▶ [Saved entries]:
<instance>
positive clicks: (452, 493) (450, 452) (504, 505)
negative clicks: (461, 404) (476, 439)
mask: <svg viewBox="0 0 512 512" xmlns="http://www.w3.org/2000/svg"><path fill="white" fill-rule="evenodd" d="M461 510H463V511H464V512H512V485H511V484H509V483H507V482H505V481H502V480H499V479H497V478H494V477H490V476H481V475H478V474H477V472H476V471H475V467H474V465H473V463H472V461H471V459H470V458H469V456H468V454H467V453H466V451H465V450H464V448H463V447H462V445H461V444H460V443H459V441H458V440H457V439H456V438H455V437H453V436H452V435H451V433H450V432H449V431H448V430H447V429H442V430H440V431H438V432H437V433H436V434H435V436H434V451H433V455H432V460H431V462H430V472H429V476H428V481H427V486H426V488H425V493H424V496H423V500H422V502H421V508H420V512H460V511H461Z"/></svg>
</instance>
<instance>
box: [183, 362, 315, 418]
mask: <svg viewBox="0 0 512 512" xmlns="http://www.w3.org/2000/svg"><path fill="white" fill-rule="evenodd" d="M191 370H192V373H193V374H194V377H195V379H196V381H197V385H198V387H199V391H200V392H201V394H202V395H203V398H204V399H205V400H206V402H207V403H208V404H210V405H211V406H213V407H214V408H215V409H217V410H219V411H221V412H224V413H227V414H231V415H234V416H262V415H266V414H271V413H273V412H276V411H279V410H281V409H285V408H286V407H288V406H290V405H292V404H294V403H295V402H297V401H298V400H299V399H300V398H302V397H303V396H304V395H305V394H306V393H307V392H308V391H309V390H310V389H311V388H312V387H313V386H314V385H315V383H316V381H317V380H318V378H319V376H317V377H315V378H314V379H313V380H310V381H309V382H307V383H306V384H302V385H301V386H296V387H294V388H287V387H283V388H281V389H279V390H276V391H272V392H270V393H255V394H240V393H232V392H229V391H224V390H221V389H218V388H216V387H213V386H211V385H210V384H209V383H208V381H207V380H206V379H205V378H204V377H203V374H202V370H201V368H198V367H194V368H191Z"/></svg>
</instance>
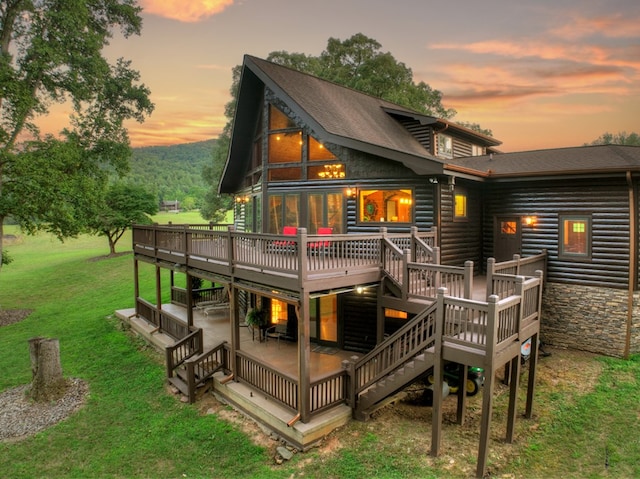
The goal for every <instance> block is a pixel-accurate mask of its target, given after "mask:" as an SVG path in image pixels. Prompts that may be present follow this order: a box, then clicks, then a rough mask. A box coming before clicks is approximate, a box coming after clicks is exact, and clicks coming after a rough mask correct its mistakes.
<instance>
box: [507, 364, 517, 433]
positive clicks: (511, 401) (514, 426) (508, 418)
mask: <svg viewBox="0 0 640 479" xmlns="http://www.w3.org/2000/svg"><path fill="white" fill-rule="evenodd" d="M519 383H520V354H518V355H517V356H515V357H514V358H513V359H511V380H510V387H509V412H508V414H507V437H506V440H507V442H508V443H512V442H513V436H514V434H515V429H516V413H517V403H518V386H519Z"/></svg>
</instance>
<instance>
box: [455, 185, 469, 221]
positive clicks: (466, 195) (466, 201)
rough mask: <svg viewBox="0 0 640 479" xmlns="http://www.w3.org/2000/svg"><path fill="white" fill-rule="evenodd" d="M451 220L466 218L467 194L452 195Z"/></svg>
mask: <svg viewBox="0 0 640 479" xmlns="http://www.w3.org/2000/svg"><path fill="white" fill-rule="evenodd" d="M453 202H454V205H453V218H454V219H456V220H461V219H466V218H467V193H466V192H464V191H456V192H455V194H454V195H453Z"/></svg>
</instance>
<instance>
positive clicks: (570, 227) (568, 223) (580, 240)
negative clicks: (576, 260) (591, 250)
mask: <svg viewBox="0 0 640 479" xmlns="http://www.w3.org/2000/svg"><path fill="white" fill-rule="evenodd" d="M559 220H560V225H559V230H560V244H559V245H558V253H559V255H560V256H561V257H564V258H583V259H587V258H590V257H591V217H590V216H588V215H560V218H559Z"/></svg>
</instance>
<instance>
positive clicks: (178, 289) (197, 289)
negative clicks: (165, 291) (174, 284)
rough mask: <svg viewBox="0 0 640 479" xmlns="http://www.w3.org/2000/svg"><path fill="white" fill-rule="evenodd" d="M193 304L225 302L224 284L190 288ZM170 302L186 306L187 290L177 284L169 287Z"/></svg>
mask: <svg viewBox="0 0 640 479" xmlns="http://www.w3.org/2000/svg"><path fill="white" fill-rule="evenodd" d="M192 296H193V301H192V303H193V304H194V305H196V306H197V305H198V304H203V303H225V302H227V301H228V297H227V296H228V292H227V289H226V288H225V287H224V286H216V287H213V288H199V289H194V290H192ZM171 303H172V304H177V305H178V306H183V307H185V308H186V307H187V290H186V289H185V288H180V287H178V286H173V287H172V288H171Z"/></svg>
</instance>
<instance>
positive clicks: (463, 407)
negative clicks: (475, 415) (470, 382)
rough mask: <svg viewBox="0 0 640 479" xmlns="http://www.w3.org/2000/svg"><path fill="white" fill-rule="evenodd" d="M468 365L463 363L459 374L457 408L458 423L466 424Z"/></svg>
mask: <svg viewBox="0 0 640 479" xmlns="http://www.w3.org/2000/svg"><path fill="white" fill-rule="evenodd" d="M468 377H469V372H468V367H467V365H466V364H462V365H461V368H460V371H459V374H458V407H457V410H456V424H459V425H460V426H464V415H465V413H466V411H467V379H468Z"/></svg>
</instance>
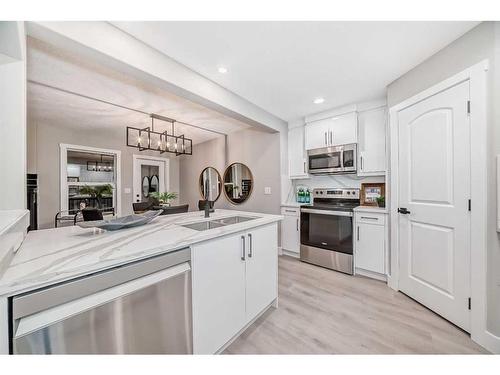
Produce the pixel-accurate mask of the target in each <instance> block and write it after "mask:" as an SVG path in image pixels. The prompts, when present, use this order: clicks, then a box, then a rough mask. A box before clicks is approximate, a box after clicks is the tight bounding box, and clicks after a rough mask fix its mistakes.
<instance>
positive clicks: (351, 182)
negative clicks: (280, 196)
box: [286, 175, 386, 202]
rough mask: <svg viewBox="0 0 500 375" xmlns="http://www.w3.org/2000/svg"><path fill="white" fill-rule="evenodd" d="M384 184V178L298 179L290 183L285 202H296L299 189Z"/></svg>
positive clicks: (315, 178) (312, 177) (311, 188)
mask: <svg viewBox="0 0 500 375" xmlns="http://www.w3.org/2000/svg"><path fill="white" fill-rule="evenodd" d="M364 182H366V183H370V182H386V181H385V176H374V177H358V176H356V175H328V176H312V177H311V178H305V179H298V180H293V181H292V186H291V188H290V190H289V191H288V196H287V200H286V202H295V201H296V191H297V188H299V187H305V188H309V190H311V191H312V189H315V188H357V189H360V188H361V184H362V183H364Z"/></svg>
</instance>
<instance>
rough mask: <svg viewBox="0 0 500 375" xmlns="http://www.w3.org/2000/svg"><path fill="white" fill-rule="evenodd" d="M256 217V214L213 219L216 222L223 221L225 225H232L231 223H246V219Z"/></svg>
mask: <svg viewBox="0 0 500 375" xmlns="http://www.w3.org/2000/svg"><path fill="white" fill-rule="evenodd" d="M255 219H257V218H256V217H255V216H231V217H224V218H222V219H216V220H213V221H214V222H216V223H221V224H223V225H231V224H238V223H244V222H245V221H249V220H255Z"/></svg>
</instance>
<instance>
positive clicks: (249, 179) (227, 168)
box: [224, 163, 253, 204]
mask: <svg viewBox="0 0 500 375" xmlns="http://www.w3.org/2000/svg"><path fill="white" fill-rule="evenodd" d="M252 187H253V176H252V172H250V168H248V167H247V166H246V165H245V164H242V163H233V164H231V165H230V166H229V167H227V168H226V172H225V173H224V194H226V197H227V199H229V201H230V202H231V203H234V204H241V203H243V202H245V201H246V200H247V199H248V197H249V196H250V194H252Z"/></svg>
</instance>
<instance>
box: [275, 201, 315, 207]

▶ [Exercise]: Locate each line in the saved entries above that contains the word "target" with matching case, and copy every such line.

▶ [The answer]:
The goal for every <instance> block is a pixel-accurate mask of its target, given after "mask:" as an SVG path in image pixels. Prompts that may be present follow this order: a box, then clicks, then a rough mask. A box coming before clicks is approximate, a box coming after clicks is exact, and clicks coming after a rough mask correct its mistakes.
Produce the pixel-accurate mask of the target in each <instance> block and write it after "mask:" as an SVG path in image pixels. The prompts, when present, use this order: clicks, then a box, then a rough mask. A box before clicks is approximate, a box after clicks is the tight bounding box, and clicks after a rough mask fix its mistakes.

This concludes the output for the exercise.